> [TRECHO DA PÁGINA]
######

Juros da ousadia

Publicado em Economia

A determinação clara do presidente Michel Temer é que ninguém fale, oficialmente, sobre a reunião do Comitê de Política Monetária (Copom) do Banco Central marcada para a próxima semana. Mas, nos corredores do Palácio do Planalto, sobretudo na ala política, o assunto está na ordem do dia. Em busca de boas notícias na economia para tentar reverter a baixa popularidade do governo, aumentou — e muito — a tensão para que o time liderado por Ilan Goldfajn surpreenda mais uma vez o mercado e acelere o corte na taxa básica de juros (Selic) para um ponto percentual, de 13% para 12% ao ano.

 

Assessores palacianos reconhecem que Ilan assumiu, publicamente, o discurso de que o ritmo de redução da Selic será de 0,75 ponto por reunião do Copom. Afirmam, porém, que, desde tal declaração, todos os indicadores monitorados pelo BC para definir a taxa básica só melhoraram. No encontro de janeiro do Comitê, o dólar estava cotado a R$ 3,25. Ontem, fechou a R$ 3,09, mas muitos especialistas veem a moeda norte-americana abaixo de R$ 3 nas próximas semanas, diante do grande volume de recursos estrangeiros que está entrando no país.

######

> [TAREFAS A REALIZAR]
1. Transcreva sem alterações as linhas dos registros, começando pela que contém "the white vanderbilt" e parando depois da que contém "point(940, 482)".
2. Dê continuidade ao texto sobre a reunião do Copom e o corte da Selic a partir da última frase apresentada.

> [REGISTROS DE ORIGEM]
######

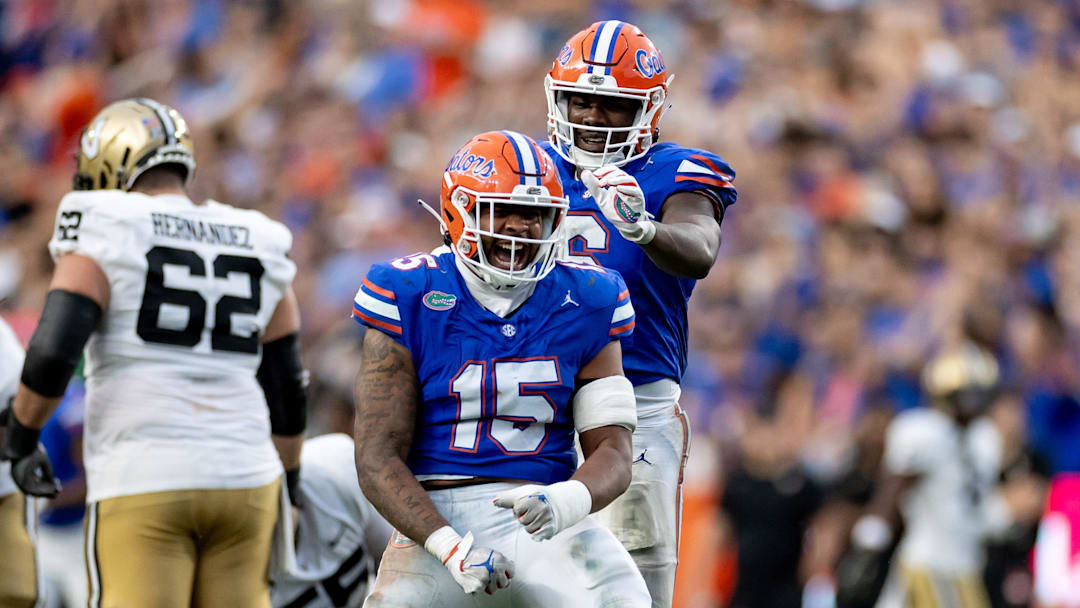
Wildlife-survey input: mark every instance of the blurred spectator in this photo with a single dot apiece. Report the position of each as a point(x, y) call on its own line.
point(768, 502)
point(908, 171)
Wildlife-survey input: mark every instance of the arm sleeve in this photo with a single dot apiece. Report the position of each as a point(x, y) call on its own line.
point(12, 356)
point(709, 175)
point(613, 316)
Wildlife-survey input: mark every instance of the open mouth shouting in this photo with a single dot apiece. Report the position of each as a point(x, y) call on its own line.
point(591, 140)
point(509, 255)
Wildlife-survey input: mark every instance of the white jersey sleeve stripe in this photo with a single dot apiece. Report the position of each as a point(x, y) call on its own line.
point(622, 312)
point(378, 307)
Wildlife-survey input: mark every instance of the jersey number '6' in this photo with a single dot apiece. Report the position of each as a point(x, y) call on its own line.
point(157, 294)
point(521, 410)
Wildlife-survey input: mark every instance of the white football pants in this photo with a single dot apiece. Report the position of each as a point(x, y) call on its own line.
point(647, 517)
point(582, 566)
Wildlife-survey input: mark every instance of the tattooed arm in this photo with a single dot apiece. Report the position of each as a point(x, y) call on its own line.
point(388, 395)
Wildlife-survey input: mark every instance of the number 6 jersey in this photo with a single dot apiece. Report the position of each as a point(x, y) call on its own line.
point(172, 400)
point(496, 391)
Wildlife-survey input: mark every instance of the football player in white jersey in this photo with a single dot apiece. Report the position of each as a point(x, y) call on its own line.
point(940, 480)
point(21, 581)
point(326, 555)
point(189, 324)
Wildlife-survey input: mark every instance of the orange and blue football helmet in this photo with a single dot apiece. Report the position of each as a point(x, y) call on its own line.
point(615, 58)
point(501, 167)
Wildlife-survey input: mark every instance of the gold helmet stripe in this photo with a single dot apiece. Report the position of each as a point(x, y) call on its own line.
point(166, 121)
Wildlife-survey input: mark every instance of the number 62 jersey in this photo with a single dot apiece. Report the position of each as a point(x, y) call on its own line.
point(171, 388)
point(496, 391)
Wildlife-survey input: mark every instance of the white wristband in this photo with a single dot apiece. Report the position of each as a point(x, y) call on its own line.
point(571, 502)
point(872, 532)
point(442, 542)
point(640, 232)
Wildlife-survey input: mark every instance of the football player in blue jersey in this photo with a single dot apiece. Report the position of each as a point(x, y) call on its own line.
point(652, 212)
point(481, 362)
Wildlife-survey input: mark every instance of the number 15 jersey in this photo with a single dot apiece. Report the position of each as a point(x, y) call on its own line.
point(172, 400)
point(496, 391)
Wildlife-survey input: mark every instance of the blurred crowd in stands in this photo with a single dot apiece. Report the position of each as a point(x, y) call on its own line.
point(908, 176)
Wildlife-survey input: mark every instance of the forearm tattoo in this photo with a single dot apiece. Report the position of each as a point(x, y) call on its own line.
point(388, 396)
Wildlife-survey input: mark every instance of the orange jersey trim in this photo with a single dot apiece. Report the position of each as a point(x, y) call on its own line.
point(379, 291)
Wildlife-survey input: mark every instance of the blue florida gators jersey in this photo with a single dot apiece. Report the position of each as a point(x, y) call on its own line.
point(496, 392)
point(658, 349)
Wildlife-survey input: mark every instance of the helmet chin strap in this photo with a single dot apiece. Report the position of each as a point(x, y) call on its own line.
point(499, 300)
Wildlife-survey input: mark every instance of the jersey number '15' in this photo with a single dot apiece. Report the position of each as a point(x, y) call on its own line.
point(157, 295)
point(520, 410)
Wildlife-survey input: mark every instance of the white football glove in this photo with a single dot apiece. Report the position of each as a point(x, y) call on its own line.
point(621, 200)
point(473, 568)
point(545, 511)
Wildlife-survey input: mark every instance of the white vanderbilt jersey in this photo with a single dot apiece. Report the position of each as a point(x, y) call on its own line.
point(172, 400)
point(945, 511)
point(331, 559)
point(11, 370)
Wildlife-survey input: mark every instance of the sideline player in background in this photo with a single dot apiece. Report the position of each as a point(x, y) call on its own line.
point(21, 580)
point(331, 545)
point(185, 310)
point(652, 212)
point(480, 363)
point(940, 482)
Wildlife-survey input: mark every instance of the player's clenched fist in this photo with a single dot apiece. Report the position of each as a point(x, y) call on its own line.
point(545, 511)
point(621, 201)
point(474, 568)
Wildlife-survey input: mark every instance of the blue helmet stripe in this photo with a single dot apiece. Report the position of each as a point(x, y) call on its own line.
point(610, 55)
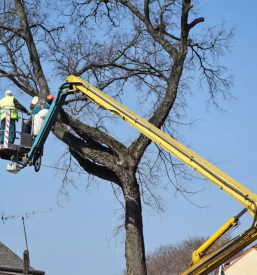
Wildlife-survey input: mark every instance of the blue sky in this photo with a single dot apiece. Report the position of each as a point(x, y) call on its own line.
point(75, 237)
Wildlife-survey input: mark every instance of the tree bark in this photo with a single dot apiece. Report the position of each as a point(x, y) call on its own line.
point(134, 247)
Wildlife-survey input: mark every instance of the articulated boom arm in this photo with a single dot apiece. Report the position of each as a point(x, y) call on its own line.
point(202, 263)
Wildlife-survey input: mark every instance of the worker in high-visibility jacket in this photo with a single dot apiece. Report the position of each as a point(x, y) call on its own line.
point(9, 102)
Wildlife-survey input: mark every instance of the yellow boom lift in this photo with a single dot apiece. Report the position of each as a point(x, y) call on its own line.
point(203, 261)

######

> [RESPOSTAS DO EXERCÍCIO]
1.
Wildlife-survey input: mark every instance of the white vanderbilt jersey in this photo with a single dot apiece. Report the position of each as a point(x, y) call on its own line.
point(172, 400)
point(945, 511)
point(331, 559)
point(11, 370)
Wildlife-survey input: mark every instance of the sideline player in background in this photo with a single dot apiece. Report the position of each as a point(x, y) call on its own line.
point(21, 580)
point(331, 545)
point(185, 310)
point(652, 212)
point(480, 363)
point(940, 482)

2.
 

Já as expectativas de inflação cederam, no mesmo período, de 4,80% para 4,47%. Essa queda está se dando, principalmente, pela forte retração dos preços dos alimentos, como mostra a segunda quadrissemana do Índice de Preços ao Consumidor Amplo da Fipe (IPC-Fipe). Enquanto o indicador geral ficou em 0,02%, o grupo alimentação desabou 0,40%. O mesmo comportamento foi observado na segunda prévia do Índice Geral de Preços — Mercado (IGP-M), de apenas 0,02%. No mesmo período de janeiro, a taxa havia sido de 0,76%.

 

Não é só, como ressaltam integrantes do governo. Os preços dos serviços, os quais o BC sempre aponta como os mais resistentes e que mais contaminam a inflação futura, estão nos níveis mais baixos desde 2002 para meses de janeiro: subiram apenas 0,36%. Quando descontados todos os fatores atípicos, resultando no que o BC chama de núcleo, a inflação de serviços acumulada em 12 meses cedeu de 9,40%, em outubro de 2015, para 5,74% em janeiro último. Ou seja, os argumentos da autoridade monetária para ir mais devagar no corte dos juros estão se desmanchando.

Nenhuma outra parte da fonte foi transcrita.